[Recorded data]
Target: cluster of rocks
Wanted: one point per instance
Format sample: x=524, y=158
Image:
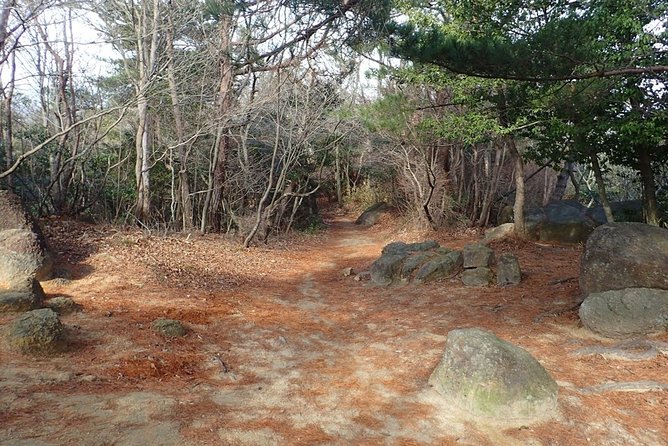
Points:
x=569, y=221
x=624, y=278
x=428, y=261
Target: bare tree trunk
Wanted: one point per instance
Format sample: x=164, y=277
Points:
x=562, y=182
x=600, y=183
x=147, y=36
x=337, y=176
x=184, y=187
x=7, y=136
x=222, y=136
x=518, y=207
x=650, y=206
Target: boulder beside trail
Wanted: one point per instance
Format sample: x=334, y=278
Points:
x=625, y=255
x=24, y=296
x=477, y=255
x=441, y=267
x=477, y=277
x=626, y=313
x=37, y=332
x=22, y=239
x=494, y=379
x=499, y=232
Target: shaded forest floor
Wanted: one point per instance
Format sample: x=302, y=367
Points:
x=284, y=349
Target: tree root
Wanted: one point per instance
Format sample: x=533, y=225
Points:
x=633, y=350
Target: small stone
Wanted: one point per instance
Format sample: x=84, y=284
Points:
x=63, y=305
x=36, y=332
x=347, y=272
x=363, y=276
x=169, y=328
x=508, y=270
x=477, y=277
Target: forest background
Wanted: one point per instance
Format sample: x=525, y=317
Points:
x=241, y=117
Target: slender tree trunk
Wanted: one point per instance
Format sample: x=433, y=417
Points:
x=518, y=207
x=650, y=206
x=222, y=136
x=184, y=187
x=337, y=176
x=562, y=182
x=8, y=128
x=600, y=183
x=147, y=36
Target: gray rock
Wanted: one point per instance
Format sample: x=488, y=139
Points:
x=406, y=248
x=625, y=255
x=444, y=266
x=21, y=257
x=371, y=215
x=493, y=379
x=508, y=270
x=385, y=268
x=477, y=255
x=565, y=221
x=414, y=262
x=169, y=328
x=63, y=305
x=17, y=301
x=477, y=277
x=499, y=232
x=629, y=210
x=13, y=216
x=626, y=313
x=37, y=332
x=25, y=296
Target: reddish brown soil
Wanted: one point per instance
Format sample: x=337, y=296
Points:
x=283, y=349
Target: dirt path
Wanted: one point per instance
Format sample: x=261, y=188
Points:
x=300, y=355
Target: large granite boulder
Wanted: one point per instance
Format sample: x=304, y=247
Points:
x=625, y=255
x=622, y=211
x=477, y=277
x=37, y=332
x=477, y=255
x=563, y=221
x=493, y=379
x=371, y=215
x=402, y=261
x=626, y=313
x=442, y=267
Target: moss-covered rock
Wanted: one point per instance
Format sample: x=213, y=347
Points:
x=37, y=332
x=491, y=378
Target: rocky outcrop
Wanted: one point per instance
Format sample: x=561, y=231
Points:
x=493, y=379
x=625, y=255
x=623, y=278
x=626, y=313
x=564, y=221
x=37, y=332
x=425, y=262
x=21, y=240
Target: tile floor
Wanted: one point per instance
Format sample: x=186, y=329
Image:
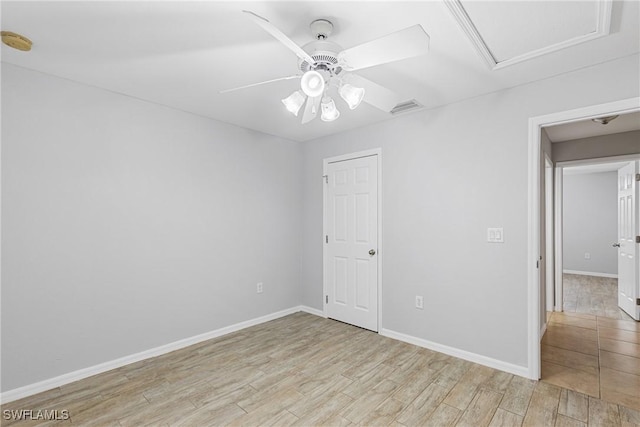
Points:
x=592, y=295
x=589, y=352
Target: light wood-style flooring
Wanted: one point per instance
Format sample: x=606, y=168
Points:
x=594, y=355
x=305, y=370
x=593, y=346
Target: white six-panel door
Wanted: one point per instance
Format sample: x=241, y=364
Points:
x=628, y=223
x=351, y=241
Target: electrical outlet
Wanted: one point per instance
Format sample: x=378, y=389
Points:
x=495, y=235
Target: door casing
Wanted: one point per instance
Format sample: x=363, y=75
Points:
x=533, y=218
x=380, y=251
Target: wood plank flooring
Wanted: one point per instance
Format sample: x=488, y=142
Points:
x=597, y=356
x=593, y=347
x=306, y=370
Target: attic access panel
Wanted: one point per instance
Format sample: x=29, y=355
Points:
x=506, y=33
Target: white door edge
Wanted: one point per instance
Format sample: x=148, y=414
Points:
x=343, y=157
x=536, y=123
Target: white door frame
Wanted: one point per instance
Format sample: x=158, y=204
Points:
x=380, y=252
x=533, y=221
x=560, y=166
x=550, y=234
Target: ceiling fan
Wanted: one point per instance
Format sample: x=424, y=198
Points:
x=324, y=65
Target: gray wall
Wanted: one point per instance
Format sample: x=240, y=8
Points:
x=590, y=217
x=127, y=225
x=448, y=174
x=617, y=144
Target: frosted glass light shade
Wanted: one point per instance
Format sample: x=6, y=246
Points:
x=352, y=95
x=329, y=110
x=312, y=83
x=294, y=102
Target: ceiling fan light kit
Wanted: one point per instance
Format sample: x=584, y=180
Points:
x=352, y=95
x=329, y=110
x=294, y=102
x=325, y=65
x=604, y=120
x=312, y=83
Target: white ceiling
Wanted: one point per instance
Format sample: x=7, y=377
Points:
x=181, y=54
x=587, y=128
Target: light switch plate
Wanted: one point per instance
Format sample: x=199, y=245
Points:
x=495, y=235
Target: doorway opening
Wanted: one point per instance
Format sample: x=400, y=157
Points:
x=588, y=233
x=535, y=269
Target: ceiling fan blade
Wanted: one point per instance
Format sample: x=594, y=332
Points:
x=407, y=43
x=260, y=83
x=374, y=94
x=311, y=109
x=280, y=36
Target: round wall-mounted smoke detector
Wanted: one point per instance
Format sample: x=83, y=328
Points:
x=321, y=28
x=16, y=41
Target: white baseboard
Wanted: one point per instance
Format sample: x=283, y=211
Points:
x=28, y=390
x=590, y=273
x=522, y=371
x=311, y=310
x=543, y=329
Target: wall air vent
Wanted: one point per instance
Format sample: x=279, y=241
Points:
x=407, y=106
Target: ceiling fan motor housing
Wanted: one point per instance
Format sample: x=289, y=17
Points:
x=325, y=56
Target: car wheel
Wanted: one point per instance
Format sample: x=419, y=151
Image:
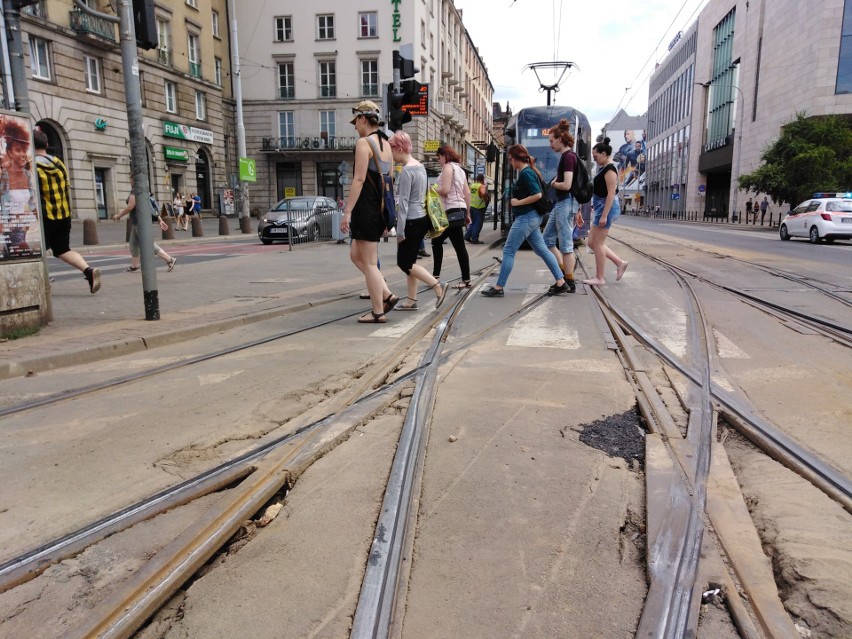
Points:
x=814, y=235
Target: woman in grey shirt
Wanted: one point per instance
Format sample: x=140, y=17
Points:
x=412, y=223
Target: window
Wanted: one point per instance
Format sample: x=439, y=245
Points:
x=325, y=27
x=93, y=74
x=368, y=24
x=170, y=89
x=328, y=79
x=39, y=58
x=194, y=52
x=327, y=124
x=369, y=78
x=36, y=10
x=286, y=81
x=200, y=105
x=163, y=42
x=283, y=29
x=844, y=60
x=286, y=129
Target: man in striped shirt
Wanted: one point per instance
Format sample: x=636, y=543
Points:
x=53, y=187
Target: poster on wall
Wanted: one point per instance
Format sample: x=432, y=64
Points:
x=20, y=231
x=629, y=158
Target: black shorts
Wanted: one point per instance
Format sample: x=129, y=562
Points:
x=57, y=235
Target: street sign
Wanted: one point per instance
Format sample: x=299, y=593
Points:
x=248, y=170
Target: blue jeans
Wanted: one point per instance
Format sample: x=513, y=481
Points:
x=560, y=225
x=477, y=217
x=526, y=227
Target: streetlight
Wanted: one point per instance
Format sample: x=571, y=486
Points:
x=739, y=128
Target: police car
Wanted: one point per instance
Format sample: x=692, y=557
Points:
x=826, y=216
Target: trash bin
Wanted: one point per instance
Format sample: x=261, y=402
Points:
x=336, y=234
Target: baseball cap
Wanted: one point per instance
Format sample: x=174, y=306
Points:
x=366, y=107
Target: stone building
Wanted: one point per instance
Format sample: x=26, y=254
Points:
x=76, y=95
x=722, y=95
x=304, y=70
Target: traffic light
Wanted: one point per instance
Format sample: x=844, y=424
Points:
x=397, y=115
x=145, y=23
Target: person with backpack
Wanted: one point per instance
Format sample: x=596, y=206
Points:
x=362, y=214
x=527, y=224
x=606, y=209
x=478, y=204
x=560, y=225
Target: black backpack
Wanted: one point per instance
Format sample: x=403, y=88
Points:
x=581, y=185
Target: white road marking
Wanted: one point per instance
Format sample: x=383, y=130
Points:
x=546, y=326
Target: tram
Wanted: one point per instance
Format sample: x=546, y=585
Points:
x=531, y=127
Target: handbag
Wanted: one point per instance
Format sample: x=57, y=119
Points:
x=435, y=211
x=388, y=203
x=543, y=205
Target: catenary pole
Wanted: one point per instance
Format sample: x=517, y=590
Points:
x=245, y=221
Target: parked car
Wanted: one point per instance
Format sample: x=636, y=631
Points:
x=307, y=218
x=826, y=216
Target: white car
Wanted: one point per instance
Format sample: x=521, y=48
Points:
x=827, y=216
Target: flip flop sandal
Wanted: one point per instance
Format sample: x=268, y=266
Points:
x=375, y=318
x=391, y=301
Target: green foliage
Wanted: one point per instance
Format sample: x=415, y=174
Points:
x=811, y=154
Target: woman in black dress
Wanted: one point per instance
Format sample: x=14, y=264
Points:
x=362, y=214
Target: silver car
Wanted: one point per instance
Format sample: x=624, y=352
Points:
x=305, y=218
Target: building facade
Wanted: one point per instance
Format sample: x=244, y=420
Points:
x=304, y=70
x=76, y=96
x=756, y=64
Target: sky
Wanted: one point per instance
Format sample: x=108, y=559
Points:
x=609, y=41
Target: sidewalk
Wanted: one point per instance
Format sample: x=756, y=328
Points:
x=89, y=328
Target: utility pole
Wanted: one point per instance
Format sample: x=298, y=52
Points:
x=245, y=220
x=138, y=152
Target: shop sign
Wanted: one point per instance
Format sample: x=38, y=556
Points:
x=307, y=144
x=175, y=154
x=183, y=132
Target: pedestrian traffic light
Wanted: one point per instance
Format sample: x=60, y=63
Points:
x=397, y=115
x=145, y=23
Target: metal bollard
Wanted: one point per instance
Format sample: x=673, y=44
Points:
x=197, y=229
x=90, y=232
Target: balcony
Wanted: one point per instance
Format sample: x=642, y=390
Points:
x=95, y=30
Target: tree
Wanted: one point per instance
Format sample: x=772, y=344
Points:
x=812, y=154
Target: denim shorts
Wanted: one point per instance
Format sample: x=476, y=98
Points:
x=598, y=205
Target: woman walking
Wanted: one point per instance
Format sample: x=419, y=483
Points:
x=455, y=196
x=412, y=222
x=527, y=224
x=606, y=210
x=363, y=210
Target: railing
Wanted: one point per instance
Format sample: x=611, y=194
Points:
x=769, y=219
x=84, y=24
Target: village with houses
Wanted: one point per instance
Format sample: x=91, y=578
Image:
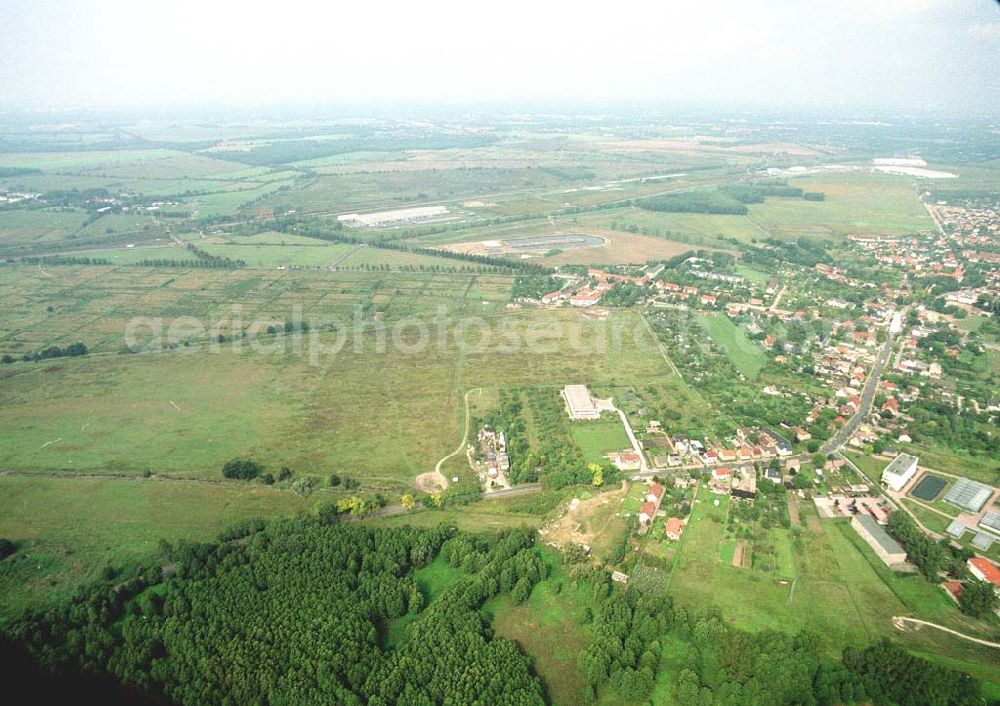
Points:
x=875, y=371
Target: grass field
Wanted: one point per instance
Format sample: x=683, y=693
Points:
x=381, y=417
x=597, y=438
x=842, y=591
x=734, y=342
x=69, y=529
x=95, y=304
x=855, y=203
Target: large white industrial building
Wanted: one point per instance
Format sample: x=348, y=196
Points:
x=383, y=218
x=899, y=472
x=579, y=403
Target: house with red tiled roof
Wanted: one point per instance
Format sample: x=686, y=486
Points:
x=674, y=528
x=891, y=406
x=628, y=461
x=985, y=570
x=646, y=513
x=727, y=455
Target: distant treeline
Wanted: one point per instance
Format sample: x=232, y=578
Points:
x=73, y=350
x=18, y=171
x=726, y=200
x=65, y=260
x=804, y=251
x=533, y=285
x=211, y=260
x=336, y=235
x=285, y=151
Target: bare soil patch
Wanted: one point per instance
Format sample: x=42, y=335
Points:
x=585, y=521
x=431, y=481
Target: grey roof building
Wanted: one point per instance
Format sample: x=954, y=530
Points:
x=887, y=548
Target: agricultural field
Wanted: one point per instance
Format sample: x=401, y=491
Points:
x=855, y=203
x=74, y=414
x=743, y=353
x=228, y=314
x=839, y=589
x=598, y=438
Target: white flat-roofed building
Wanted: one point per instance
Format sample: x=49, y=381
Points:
x=402, y=215
x=900, y=471
x=579, y=403
x=887, y=548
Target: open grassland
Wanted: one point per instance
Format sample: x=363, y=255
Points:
x=698, y=229
x=95, y=304
x=374, y=190
x=69, y=529
x=383, y=417
x=842, y=591
x=981, y=468
x=743, y=353
x=38, y=225
x=597, y=438
x=855, y=203
x=618, y=248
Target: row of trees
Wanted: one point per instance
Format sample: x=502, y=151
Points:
x=73, y=350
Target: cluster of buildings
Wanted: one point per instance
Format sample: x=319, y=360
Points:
x=589, y=291
x=580, y=404
x=493, y=448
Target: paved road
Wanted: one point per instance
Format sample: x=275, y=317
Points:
x=523, y=489
x=837, y=441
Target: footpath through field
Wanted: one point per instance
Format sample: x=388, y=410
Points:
x=900, y=620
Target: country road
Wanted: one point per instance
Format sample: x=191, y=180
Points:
x=837, y=441
x=899, y=620
x=523, y=489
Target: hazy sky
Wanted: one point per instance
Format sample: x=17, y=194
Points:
x=849, y=55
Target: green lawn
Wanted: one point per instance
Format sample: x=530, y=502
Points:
x=68, y=529
x=856, y=202
x=841, y=590
x=597, y=438
x=733, y=340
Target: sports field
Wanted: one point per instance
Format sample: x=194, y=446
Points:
x=929, y=487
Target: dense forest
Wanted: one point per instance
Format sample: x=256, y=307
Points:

What is expected
Please set down only the lines from the first line of the records above through the line that has "Format sample: x=433, y=417", exactly, and not the pictures.

Response below
Target: cluster of rocks
Wanted: one point per instance
Format sample: x=524, y=158
Image:
Points:
x=569, y=221
x=624, y=278
x=428, y=261
Target: bare tree trunk
Wanted: one point per instance
Format sample: x=164, y=277
Points:
x=562, y=182
x=600, y=183
x=147, y=36
x=337, y=176
x=184, y=187
x=7, y=136
x=222, y=136
x=518, y=207
x=650, y=206
Target: boulder beside trail
Wanted: one point per instance
Format sample: x=334, y=278
Points:
x=625, y=255
x=24, y=296
x=477, y=255
x=441, y=267
x=477, y=277
x=626, y=313
x=37, y=332
x=22, y=239
x=494, y=379
x=499, y=232
Target: shaded forest floor
Wanted: one point per instance
Format sample: x=302, y=367
Points:
x=284, y=349
Target: tree root
Wanted: one point per instance
Format sample: x=533, y=225
Points:
x=633, y=350
Target: small stone
Wanted: one point per instance
Format sample: x=84, y=284
Points:
x=63, y=305
x=36, y=332
x=347, y=272
x=363, y=276
x=169, y=328
x=508, y=270
x=477, y=277
Target: forest background
Wanted: one point per instance
Format sample: x=525, y=317
Points:
x=241, y=117
Target: slender tree trunk
Wanted: one point per instance
Format sample: x=433, y=417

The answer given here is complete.